▸ EXERCISE GOAL
An exact copy of the listing below is the answer, with the pictures removed.

▸ INPUT DATA

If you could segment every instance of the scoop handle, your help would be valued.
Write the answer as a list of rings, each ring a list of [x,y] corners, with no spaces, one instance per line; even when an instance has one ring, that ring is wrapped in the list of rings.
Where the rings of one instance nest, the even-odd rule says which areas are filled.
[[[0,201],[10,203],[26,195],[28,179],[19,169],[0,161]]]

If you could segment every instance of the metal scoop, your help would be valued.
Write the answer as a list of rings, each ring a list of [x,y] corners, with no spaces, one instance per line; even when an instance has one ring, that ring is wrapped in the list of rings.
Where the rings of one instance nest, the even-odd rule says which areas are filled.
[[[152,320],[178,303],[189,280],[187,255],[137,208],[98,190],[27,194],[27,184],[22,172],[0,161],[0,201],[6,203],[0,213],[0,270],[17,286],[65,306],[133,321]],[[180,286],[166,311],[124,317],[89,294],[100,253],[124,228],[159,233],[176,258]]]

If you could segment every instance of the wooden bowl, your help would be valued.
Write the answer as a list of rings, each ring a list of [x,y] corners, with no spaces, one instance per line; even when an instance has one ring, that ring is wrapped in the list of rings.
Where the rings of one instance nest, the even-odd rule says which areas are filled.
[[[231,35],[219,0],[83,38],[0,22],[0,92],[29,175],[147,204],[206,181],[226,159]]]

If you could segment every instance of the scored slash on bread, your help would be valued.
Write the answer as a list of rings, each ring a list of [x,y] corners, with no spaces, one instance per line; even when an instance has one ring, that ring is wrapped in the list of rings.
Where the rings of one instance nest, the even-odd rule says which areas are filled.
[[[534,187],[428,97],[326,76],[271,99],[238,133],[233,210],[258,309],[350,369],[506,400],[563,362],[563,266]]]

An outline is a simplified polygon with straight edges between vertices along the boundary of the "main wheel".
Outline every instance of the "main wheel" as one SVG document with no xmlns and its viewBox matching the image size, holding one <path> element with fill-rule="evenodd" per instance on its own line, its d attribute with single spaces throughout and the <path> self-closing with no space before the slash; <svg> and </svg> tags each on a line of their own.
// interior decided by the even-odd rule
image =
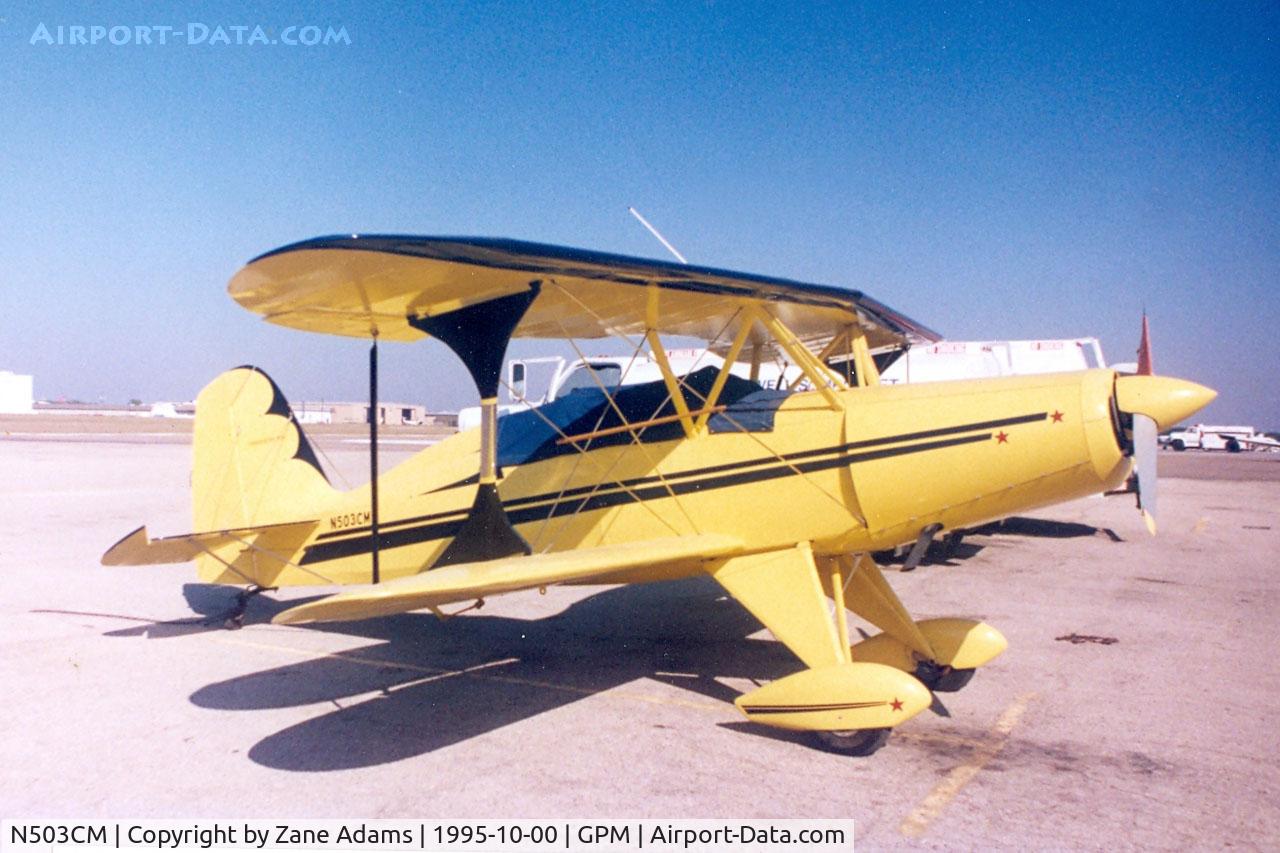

▸ OUTPUT OF THE EXERCISE
If you could segment every instance of the scoop handle, your help would be valued.
Write the answer as a list of rings, each ring a list of [x,y] corners, with no spaces, one instance per line; even when an instance has one ring, that ring is wrapped in the list of rings.
Where the rings of one instance nest, the even-odd rule says which areas are filled.
[[[0,201],[10,203],[26,195],[28,179],[19,169],[0,161]]]

If you could segment every instance of the metal scoop, your help would be valued.
Write the answer as a list of rings, each ring a list of [x,y] corners, with no spaces, one instance per line; even when an instance has one ring, that ring is wrapped in the list of rings.
Where the rings of one instance nest, the even-odd rule says which areas are filled.
[[[152,320],[178,303],[189,280],[187,255],[137,208],[98,190],[27,194],[27,184],[22,172],[0,161],[0,201],[6,203],[0,213],[0,270],[17,286],[65,306],[133,321]],[[180,286],[166,311],[124,317],[89,294],[100,253],[124,228],[159,233],[176,258]]]

If you could segment every instance of the wooden bowl, your help would be valued.
Write the answer as a list of rings, each ring a list of [x,y] corners, with no spaces, one instance per line; even when an instance has one ring, that ring is wrapped in the list of rings.
Where the rings of one instance nest, the even-odd rule says which areas are filled.
[[[231,35],[219,0],[83,38],[0,22],[0,92],[29,175],[147,204],[206,181],[226,159]]]

If you could segment every instance of the scored slash on bread, your help would be valued.
Write the answer as a list of rings, each ring a list of [x,y] corners, with no spaces, one instance per line; even when an instance has one ring, that ring is wrapped in the list of rings.
Where the rings of one instance nest, the even-odd rule says which areas are filled.
[[[534,187],[428,97],[326,76],[271,99],[238,133],[233,210],[258,309],[350,369],[506,400],[563,362],[563,266]]]

An outline is a simplified polygon with straight edges between vertices along the boundary of the "main wheel".
Outline every instance of the "main wheel" as one SVG document with no xmlns and its viewBox matching the image size, holding one <path> element with fill-rule="evenodd" per instance on its own line, its d attribute with single spaces throughout and the <path> self-closing with no space before the slash; <svg> and </svg> tags each on a line of their own.
// interior decided by the even-odd rule
image =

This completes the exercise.